Task to carry out —
Everything from the line with "Please place a point on the shirt sleeve" to the end of the data should be restated word for word, and nothing before it.

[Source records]
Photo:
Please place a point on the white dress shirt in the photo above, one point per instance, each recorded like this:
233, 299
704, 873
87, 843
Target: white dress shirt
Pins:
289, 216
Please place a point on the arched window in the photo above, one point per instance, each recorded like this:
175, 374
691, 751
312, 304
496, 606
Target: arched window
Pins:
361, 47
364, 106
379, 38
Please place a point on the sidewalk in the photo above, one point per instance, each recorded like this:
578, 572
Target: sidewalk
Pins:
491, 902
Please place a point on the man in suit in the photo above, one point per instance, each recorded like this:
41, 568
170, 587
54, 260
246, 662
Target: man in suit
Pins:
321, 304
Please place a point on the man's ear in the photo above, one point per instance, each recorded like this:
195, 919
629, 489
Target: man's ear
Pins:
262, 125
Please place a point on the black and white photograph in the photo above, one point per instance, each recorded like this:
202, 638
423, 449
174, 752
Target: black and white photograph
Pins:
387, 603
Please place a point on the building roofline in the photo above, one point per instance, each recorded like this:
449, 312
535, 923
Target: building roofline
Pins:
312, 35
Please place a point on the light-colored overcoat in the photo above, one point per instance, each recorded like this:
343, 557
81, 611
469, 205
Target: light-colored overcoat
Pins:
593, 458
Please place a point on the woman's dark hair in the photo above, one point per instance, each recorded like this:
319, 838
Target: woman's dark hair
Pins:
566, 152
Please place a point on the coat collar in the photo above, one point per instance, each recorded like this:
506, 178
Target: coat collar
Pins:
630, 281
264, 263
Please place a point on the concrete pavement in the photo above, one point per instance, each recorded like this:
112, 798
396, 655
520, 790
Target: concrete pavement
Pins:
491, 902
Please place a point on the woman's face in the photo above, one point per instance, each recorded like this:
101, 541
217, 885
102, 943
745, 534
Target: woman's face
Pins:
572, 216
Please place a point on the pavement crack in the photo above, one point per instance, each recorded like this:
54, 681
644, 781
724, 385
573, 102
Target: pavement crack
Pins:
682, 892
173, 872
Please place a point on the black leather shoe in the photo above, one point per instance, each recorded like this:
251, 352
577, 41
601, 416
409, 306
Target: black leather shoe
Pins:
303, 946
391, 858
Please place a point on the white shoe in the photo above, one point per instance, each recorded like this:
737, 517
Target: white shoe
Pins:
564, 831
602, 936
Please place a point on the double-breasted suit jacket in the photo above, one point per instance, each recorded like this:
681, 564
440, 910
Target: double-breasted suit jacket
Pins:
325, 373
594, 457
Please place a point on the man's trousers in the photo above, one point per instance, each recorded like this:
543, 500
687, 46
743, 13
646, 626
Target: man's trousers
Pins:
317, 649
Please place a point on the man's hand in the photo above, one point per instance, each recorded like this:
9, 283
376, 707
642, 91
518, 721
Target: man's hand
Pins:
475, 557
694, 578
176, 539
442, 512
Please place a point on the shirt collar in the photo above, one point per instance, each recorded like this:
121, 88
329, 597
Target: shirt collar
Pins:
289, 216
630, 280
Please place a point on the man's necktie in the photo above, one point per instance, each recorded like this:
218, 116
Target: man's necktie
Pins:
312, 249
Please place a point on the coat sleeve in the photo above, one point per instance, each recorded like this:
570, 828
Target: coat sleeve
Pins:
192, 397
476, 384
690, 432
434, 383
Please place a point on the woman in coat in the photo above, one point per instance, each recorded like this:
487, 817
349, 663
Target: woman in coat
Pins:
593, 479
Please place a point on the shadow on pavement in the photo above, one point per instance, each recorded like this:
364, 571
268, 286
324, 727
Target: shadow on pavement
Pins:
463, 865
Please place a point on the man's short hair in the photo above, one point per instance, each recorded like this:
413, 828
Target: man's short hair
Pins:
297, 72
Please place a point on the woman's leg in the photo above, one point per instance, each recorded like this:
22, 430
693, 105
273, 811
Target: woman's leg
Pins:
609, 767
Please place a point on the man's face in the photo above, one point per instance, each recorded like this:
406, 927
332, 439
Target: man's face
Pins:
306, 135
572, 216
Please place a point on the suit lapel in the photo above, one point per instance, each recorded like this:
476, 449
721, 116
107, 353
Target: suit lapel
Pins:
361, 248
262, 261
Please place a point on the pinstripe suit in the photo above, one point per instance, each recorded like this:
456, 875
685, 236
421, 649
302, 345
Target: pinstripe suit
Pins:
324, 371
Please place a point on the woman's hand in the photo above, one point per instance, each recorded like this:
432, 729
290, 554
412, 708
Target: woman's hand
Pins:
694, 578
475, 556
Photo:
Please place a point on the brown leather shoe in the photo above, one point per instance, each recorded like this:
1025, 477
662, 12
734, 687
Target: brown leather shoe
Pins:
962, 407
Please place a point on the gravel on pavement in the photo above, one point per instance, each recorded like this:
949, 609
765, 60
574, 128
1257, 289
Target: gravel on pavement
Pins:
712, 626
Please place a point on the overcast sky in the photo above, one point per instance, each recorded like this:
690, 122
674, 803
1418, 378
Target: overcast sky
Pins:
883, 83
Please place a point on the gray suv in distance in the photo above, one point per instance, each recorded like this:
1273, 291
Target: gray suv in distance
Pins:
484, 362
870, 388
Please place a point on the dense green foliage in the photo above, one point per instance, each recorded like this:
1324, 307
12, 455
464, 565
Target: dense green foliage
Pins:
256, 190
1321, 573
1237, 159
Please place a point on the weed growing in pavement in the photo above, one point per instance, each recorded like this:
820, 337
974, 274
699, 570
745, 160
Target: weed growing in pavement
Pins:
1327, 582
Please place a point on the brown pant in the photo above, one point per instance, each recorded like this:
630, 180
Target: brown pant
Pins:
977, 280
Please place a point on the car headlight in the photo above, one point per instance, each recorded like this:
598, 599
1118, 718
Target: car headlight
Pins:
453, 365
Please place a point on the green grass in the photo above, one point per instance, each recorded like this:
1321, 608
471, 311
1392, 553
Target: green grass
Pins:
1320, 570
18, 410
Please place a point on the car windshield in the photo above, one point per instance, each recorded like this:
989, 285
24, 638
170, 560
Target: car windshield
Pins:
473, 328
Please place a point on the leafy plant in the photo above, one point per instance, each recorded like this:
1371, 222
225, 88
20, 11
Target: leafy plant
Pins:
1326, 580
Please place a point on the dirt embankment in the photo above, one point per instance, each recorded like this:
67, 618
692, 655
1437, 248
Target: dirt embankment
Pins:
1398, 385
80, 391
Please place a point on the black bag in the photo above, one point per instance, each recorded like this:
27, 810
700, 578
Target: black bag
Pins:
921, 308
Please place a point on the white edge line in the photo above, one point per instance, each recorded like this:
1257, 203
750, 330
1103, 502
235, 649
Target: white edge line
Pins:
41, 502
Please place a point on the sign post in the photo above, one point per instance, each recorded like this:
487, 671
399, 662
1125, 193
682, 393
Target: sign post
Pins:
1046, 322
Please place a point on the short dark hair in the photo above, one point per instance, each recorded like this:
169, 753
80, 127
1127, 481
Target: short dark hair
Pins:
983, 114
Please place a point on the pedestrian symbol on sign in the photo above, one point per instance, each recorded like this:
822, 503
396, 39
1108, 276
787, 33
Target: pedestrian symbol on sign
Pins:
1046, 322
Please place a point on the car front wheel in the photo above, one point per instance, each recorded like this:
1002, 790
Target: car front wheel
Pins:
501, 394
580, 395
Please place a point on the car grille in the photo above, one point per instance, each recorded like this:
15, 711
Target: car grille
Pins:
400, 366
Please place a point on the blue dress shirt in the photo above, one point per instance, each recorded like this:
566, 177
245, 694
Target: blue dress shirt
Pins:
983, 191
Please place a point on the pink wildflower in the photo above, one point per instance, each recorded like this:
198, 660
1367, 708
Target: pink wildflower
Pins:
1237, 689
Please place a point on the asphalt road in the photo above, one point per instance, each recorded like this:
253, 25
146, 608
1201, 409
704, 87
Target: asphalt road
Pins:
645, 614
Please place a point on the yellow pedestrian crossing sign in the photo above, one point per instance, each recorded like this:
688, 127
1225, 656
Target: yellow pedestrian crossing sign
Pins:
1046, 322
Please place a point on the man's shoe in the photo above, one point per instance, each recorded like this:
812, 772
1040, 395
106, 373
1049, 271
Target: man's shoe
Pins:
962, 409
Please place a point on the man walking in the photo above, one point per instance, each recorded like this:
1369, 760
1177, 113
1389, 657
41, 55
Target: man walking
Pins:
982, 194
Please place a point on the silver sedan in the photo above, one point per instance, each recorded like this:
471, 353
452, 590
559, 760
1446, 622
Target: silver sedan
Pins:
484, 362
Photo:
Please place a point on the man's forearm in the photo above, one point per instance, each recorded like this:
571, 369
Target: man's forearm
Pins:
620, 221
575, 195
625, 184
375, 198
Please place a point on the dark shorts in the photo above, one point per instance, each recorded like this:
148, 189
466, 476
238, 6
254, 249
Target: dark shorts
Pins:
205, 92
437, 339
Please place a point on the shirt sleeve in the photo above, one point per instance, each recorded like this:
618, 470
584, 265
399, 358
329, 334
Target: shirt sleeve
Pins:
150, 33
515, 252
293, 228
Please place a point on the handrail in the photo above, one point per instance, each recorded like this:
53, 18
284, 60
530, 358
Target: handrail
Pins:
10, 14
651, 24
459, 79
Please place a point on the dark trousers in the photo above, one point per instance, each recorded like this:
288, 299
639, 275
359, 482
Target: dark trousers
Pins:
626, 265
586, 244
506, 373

Correct output —
Please place a point on the shirt sleeve in the photo above, one point per instance, each recorded like this:
618, 470
584, 265
399, 358
329, 334
Target: shirt sleeve
Pins:
150, 33
515, 252
293, 228
Please place a point on the handrail in the photo above, one point per instance, each recorded like this:
53, 18
284, 60
530, 358
Target: handrail
Pins:
10, 14
651, 24
459, 79
Please place a point on the dark trousers in the photo above, one point per instance, each recorded like this:
288, 299
639, 275
359, 482
Target: dark trousers
Pins:
626, 265
586, 244
506, 373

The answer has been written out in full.